Answer these questions using the passage on supply chains as complex adaptive systems:
(a) What makes adaptation possible in complex adaptive systems?
(b) What three kinds of complexity measures did Choi and Hong use to gauge supply chain complexity?
(c) What does the form of governance of a supply chain stipulate?

GIVEN PASSAGE:
┌────────
A largely used approach to deal with complexity is complexity science, and in particular, the theory of complex adaptive systems (CASs) (Dooley, 1997; Holland, 1995; Holland, 2002). CASs are networks of adaptive agents that emerge over time into coherent forms through interaction, without any singular entity or central control mechanism deliberately managing or controlling the overall system (Holland, 1995). Adaptation and self-organization are major features of CASs. Adaptation means that the system changes, so improving its fitness with the environment, and creates new forms of emergent order consisting of new structures, patterns, and properties. Adaptation is possible thanks to self-organization, i.e., the new order arises from interaction among the agents, rather than being externally imposed on the system (Goldstein, 1999).

Scholars have framed SCs as CASs and employed CAS theory both to describe several dimensions of SC complexity and to explain their behavior (Choi et al., 2001; Surana et al., 2005; Pathak et al., 2007; Giannoccaro 2015). For example, Choi and Hong (Choi & Hong, 2002) have gauged SC complexity by means of horizontal, vertical, and spatial complexity measures that are, respectively, the average number of entities across all SC tiers, the average number of entities in all possible vertical SCs, and the average geographical distance between companies in the top two tiers of the SC. Choi and Krause (Choi & Krause, 2006) have used CAS theory to identify the key aspects of the supply-base complexity: the number of suppliers, their variety, and the inter-relationships among them. Choi and Krause (Choi & Krause, 2006) have also related the level of complexity with transaction costs, supply risk, supplier responsiveness, and supplier innovation. More recently, Bozarth et al. (2009) have defined SC complexity as the level of detail complexity and dynamic complexity exhibited by the products, processes, and relationships that make up the SC. Finally, Choi et al. (2001) and Pathak et al. (2007) have recognized that SCs exhibit the main properties of CASs, i.e., self-organization, adaptation, and co-evolution.

Supply chain dynamics under different forms of governance

Framing SCs as CASs requires explaining SC dynamics in terms of self-organization and adaptation. Accordingly, the SC is thought of as an emergent, self-organized system that is made up of interacting agents (firms) and, without any central control, modifies its state (in terms of, among others, products, production processes, and adopted technologies) continuously, in order to improve its fitness to the environment and, by doing so, gain higher performance. This self-organized and adaptive process is influenced by the specific form of governance of the SC, which stipulates how coordination among the interacting SC firms is accomplished (Rivkin & Siggelkow, 2003; Giannoccaro, 2011).
└────────
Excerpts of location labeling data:
┌────────
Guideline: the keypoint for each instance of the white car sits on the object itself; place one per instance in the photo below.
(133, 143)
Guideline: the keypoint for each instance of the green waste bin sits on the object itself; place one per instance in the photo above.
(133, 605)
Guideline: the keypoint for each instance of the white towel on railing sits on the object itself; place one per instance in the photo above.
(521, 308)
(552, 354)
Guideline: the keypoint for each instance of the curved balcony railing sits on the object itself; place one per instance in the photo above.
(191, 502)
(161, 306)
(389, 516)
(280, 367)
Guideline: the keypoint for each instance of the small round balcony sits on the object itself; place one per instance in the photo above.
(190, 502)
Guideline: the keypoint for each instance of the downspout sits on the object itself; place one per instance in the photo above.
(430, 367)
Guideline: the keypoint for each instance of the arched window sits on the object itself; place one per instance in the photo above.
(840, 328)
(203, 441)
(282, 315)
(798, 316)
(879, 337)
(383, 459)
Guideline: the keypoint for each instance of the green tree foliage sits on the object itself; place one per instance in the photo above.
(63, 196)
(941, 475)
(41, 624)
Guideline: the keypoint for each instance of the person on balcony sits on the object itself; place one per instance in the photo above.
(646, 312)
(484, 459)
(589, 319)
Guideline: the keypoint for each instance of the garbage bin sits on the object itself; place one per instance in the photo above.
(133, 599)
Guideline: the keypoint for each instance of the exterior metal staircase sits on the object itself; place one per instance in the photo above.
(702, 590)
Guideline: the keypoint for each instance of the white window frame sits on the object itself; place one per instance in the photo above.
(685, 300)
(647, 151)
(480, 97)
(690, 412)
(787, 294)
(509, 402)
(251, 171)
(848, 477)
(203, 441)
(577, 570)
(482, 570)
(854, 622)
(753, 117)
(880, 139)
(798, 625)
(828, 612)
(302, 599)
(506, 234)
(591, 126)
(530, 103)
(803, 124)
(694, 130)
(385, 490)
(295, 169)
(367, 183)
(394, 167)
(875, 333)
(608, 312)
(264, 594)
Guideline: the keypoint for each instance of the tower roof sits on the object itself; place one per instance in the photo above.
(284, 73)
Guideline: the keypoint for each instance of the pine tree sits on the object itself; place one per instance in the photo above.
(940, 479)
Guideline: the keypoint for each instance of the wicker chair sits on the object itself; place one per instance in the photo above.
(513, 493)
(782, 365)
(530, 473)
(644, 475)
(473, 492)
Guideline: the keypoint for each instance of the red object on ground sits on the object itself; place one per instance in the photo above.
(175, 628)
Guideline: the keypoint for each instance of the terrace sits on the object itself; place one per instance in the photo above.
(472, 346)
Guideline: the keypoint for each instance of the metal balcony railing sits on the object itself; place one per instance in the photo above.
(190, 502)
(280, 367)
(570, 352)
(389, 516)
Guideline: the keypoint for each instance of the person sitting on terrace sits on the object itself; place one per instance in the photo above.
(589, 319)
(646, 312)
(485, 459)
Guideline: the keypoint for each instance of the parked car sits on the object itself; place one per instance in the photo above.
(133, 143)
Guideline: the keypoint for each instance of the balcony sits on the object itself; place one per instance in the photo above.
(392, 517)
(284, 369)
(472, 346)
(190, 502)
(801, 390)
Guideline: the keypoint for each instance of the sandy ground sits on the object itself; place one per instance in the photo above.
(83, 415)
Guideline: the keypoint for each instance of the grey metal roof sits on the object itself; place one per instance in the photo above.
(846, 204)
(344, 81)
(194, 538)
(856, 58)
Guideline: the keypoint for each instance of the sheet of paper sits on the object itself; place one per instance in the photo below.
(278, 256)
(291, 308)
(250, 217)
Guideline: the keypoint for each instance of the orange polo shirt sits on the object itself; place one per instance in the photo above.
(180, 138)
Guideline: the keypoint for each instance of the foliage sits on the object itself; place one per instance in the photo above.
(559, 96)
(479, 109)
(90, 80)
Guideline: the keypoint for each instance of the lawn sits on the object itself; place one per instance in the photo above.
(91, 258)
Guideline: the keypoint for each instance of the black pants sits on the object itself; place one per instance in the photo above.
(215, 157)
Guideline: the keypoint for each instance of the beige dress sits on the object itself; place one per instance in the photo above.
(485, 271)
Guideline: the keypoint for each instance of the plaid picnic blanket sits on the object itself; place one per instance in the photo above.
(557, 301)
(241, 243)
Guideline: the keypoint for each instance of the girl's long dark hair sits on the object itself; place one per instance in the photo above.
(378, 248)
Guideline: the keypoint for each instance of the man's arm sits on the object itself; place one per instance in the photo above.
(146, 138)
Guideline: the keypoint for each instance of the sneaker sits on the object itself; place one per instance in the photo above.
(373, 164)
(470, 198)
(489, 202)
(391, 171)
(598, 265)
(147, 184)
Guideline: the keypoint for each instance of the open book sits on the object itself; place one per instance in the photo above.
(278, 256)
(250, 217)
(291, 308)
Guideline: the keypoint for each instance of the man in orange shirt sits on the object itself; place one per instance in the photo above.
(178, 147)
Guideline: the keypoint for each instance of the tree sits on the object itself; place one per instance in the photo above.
└────────
┌────────
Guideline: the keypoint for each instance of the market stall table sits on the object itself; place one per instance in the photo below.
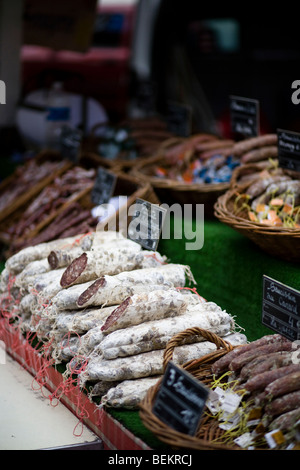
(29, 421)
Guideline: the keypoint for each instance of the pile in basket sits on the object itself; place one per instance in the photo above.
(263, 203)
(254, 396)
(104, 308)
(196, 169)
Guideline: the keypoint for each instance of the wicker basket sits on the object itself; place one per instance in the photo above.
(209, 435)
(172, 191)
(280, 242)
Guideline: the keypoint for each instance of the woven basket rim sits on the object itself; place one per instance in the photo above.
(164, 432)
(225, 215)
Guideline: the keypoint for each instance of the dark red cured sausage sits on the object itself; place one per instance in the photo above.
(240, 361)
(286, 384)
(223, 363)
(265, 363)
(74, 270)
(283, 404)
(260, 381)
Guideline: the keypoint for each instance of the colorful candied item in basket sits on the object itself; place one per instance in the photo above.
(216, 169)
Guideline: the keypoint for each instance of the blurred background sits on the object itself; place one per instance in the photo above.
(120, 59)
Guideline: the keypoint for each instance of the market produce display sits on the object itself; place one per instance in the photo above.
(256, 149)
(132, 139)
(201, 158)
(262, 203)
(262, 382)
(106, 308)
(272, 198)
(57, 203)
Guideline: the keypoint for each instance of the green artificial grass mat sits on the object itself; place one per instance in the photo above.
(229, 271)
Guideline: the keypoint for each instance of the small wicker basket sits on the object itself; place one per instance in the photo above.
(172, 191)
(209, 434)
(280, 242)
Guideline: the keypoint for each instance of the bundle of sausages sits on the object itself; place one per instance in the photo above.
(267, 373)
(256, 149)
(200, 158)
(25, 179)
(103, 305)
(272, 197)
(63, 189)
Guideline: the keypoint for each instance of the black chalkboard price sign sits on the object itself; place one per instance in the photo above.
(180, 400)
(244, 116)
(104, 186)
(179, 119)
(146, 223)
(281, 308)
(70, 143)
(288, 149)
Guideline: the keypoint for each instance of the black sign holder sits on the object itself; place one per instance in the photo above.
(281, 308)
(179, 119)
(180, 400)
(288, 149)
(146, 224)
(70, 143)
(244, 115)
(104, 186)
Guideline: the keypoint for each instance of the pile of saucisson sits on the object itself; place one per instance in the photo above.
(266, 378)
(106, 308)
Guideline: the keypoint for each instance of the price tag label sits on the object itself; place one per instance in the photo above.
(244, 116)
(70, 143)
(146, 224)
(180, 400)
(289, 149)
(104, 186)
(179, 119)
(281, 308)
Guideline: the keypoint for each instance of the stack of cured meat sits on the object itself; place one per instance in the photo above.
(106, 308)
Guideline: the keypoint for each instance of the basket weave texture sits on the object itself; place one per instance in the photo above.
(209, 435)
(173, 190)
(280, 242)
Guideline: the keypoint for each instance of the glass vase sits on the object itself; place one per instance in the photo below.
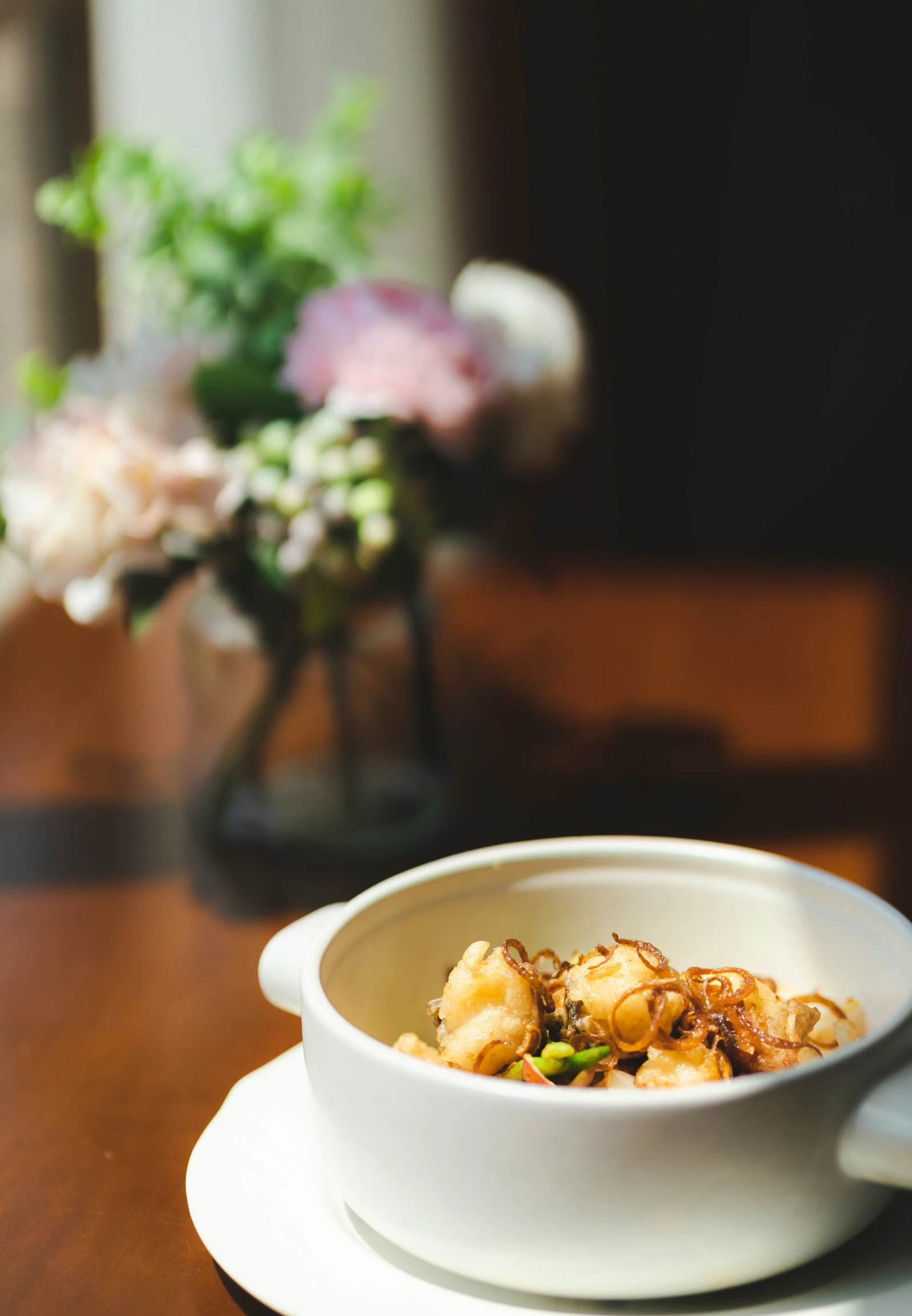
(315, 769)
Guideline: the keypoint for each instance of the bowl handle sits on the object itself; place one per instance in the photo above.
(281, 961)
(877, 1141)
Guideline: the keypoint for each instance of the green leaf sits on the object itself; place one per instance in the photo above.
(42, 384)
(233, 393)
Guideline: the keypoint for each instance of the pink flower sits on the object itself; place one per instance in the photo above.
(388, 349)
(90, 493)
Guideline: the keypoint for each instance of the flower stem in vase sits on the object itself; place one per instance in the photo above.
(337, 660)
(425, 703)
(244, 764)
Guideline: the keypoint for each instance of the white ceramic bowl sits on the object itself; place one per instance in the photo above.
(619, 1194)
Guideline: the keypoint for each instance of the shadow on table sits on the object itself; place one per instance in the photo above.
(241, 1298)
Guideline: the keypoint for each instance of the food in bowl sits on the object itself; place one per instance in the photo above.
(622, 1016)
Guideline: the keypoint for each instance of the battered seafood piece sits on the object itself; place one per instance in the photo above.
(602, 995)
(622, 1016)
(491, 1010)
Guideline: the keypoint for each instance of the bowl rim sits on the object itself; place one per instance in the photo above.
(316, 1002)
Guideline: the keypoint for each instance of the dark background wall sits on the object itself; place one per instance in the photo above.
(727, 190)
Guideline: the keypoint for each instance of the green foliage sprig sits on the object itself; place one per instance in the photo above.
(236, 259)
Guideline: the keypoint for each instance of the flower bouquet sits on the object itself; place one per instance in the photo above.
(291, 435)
└────────
┌────────
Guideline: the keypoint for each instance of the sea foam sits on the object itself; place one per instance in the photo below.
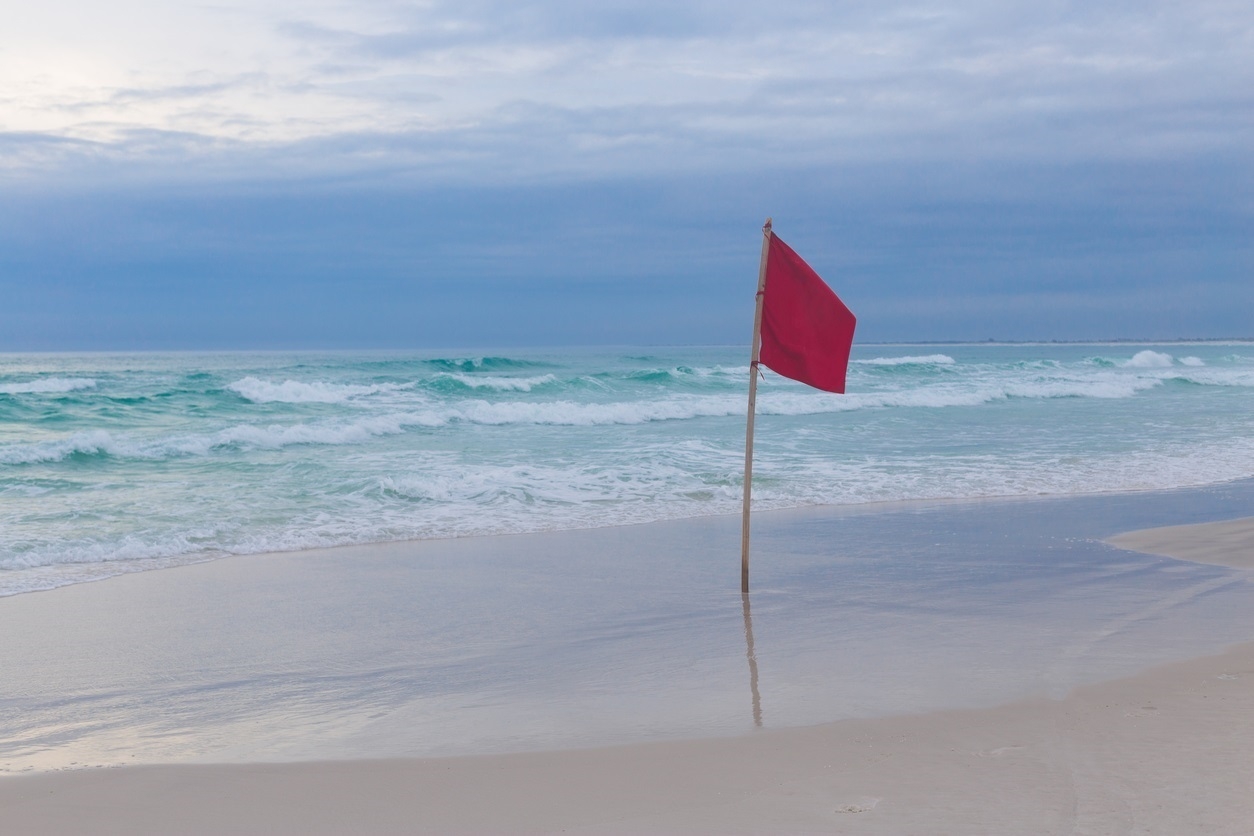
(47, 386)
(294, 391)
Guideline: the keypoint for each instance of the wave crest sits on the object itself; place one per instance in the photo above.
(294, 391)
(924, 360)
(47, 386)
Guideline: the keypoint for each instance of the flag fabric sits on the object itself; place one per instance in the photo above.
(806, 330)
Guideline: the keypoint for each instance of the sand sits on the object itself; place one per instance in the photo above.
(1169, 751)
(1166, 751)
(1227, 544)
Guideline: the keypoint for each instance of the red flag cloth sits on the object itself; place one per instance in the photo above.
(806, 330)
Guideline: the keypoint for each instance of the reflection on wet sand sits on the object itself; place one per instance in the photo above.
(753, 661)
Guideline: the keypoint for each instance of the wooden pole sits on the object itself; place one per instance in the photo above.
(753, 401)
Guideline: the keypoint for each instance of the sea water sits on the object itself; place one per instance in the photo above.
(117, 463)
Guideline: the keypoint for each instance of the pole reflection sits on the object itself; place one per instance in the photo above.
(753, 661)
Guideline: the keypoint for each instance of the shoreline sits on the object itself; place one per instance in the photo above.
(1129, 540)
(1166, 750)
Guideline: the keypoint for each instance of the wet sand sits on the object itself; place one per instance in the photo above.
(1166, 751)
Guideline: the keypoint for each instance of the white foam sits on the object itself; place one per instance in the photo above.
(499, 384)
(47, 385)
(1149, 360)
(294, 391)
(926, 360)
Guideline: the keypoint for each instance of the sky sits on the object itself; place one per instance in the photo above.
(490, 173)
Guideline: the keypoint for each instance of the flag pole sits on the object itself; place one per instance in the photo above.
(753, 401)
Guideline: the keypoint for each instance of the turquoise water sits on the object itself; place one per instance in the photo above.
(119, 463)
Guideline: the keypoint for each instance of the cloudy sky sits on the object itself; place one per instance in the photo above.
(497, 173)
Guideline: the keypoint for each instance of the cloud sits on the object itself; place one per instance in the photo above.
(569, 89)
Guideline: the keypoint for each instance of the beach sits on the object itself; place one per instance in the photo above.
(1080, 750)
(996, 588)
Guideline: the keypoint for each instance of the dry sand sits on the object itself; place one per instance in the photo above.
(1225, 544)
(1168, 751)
└────────
WRITTEN ANSWER:
(a) Self-organization.
(b) Horizontal, vertical, and spatial complexity measures.
(c) How coordination among the interacting supply chain firms is accomplished.